--- TASK INPUT ---
Start of Block

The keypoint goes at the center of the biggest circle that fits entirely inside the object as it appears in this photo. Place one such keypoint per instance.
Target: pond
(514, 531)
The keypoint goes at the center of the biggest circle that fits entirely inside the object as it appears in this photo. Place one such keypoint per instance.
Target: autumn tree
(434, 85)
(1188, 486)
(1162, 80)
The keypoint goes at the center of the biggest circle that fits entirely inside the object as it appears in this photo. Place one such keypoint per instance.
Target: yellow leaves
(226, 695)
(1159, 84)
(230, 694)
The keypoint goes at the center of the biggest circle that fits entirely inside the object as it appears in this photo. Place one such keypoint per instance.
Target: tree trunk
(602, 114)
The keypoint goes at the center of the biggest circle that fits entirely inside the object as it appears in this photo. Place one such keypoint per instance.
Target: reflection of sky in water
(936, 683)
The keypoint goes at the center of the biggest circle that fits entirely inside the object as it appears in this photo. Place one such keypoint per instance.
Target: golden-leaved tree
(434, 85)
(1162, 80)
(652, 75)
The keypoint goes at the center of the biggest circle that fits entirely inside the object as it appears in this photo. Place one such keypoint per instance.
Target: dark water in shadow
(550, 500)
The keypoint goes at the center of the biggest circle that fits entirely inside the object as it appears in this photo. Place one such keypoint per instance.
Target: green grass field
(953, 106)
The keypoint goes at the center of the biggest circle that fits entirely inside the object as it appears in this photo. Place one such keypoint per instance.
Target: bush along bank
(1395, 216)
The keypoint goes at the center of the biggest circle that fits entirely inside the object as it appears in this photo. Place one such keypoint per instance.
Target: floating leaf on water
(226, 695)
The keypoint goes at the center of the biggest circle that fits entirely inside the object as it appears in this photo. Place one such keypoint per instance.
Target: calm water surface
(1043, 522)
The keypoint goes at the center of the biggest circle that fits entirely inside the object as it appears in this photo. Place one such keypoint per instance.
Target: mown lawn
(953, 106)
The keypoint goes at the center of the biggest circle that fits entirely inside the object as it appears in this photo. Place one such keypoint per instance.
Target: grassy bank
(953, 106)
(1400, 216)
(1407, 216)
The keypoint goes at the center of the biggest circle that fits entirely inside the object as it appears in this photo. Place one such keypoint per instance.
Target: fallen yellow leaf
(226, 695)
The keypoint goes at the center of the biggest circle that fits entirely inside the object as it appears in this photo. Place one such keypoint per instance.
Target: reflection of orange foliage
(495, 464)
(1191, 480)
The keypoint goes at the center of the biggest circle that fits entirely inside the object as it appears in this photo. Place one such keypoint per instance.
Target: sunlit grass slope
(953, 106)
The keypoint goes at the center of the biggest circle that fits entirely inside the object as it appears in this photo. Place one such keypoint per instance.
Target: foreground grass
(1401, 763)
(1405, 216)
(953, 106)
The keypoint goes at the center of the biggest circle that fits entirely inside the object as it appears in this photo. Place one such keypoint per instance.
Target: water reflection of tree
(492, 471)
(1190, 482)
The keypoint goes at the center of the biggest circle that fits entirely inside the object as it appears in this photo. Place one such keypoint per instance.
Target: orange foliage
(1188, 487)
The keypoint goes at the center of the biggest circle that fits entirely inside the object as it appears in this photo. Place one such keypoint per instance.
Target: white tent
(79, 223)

End of Block

--- YOUR OBJECTIVE ---
Output all of the records, keeping every word exact.

--- RESULT OF THIS TASK ---
The keypoint goes at the center of the biggest circle that fits entirely inside the object as it appears in this photo. Place one such keypoint per instance.
Target: pond
(514, 531)
The keypoint goes at the center of the biggest circle that fits entirely inside the object as it appears in this photo. Place one such keypoint per instance.
Target: autumn tree
(434, 85)
(1188, 486)
(1162, 80)
The keypoint goes at the center of the biggest circle that fits entirely inside the object as it appears in this photo. Place one such keypoint per instance.
Target: yellow leaves
(226, 695)
(1159, 84)
(230, 694)
The keypoint goes at the center of the biggest circle that fits entirely inside the object as it appears in this photo. Place one such keypoint per instance.
Target: tree trunk
(602, 114)
The keypoint goes at the center of the biggest circle that fits entirely inside the object as it appears in this photo. Place one such keypoint per instance.
Target: reflection of sky in water
(936, 683)
The keypoint goes at the center of the biggest circle that fits entirely inside the object as it appears in this photo. Place one such keypoint per instance.
Target: golden-leaved tree
(434, 85)
(1162, 80)
(652, 75)
The keypoint goes at the center of the biggest circle that fits entirely inside the object as it appears in this photo. Place one such keypoint per instance.
Target: dark water in shadow
(550, 500)
The keypoint goes at the center of the biggest circle that fits entirely inside the object as it appears in this photo. Place one such keypoint per instance.
Target: green grass field
(953, 106)
The keypoint goes at the center of the biggest circle that fits entirely inside the object as it appears in this photo. Place one such keypoint per instance.
Target: bush along bank
(1395, 216)
The keypoint goes at the center of the biggest circle that fits entirely inside the object as it appears in this photo. Place one such keypoint per instance.
Target: floating leaf on water
(226, 695)
The keypoint goes at the center of the biggest circle that fits entirely inside the object as it appears in this photo. Place one such keypoint per instance.
Target: calm water surface
(1043, 522)
The keypoint goes at the center of the biggest circle that fits entirely inside the object as it appears in this photo. Place one such keypoint per instance.
Target: mown lawn
(953, 106)
The keypoint goes at the center of the biggest circle that fits entirely inside the object as it appears in this photo. Place one such keypoint per instance.
Target: grassy bank
(953, 106)
(1400, 216)
(1407, 216)
The keypoint goes at the center of the biggest circle that fits entirely inside the object as it appears in this photo. Place one such keypoint per instance.
Target: fallen yellow leaf
(226, 695)
The keypoint goes at the center of the biggest circle that fits entirely inside the object as it appears in this photo. Place one such keypoint per instance.
Target: reflection of orange foliage
(495, 464)
(1191, 480)
The keypoint goes at the center of the biggest circle that fits entirely inside the object as it appears in this photo. Place one such keypoint per instance.
Target: sunlit grass slope
(953, 106)
The keypoint goes at the center of the biggest circle that fits entirely inside the object as it appears in this photo. Place one such keypoint per instance.
Target: foreground grass
(1401, 763)
(1405, 216)
(953, 106)
The keypoint goes at the center of the biggest circle that fits entirely inside the object as it appears in this photo. Place one such keypoint per instance.
Target: water reflection of tree
(492, 471)
(1190, 482)
The keypoint goes at the center of the biggest circle that fits entirely inside the object as it appears in this photo. Place one such keypoint per instance.
Target: orange foliage
(1188, 487)
The keypoint goes at the center of the biggest circle that fits entirely inside the object as it appears in this photo. Place one such keypoint per instance.
Target: white tent
(79, 223)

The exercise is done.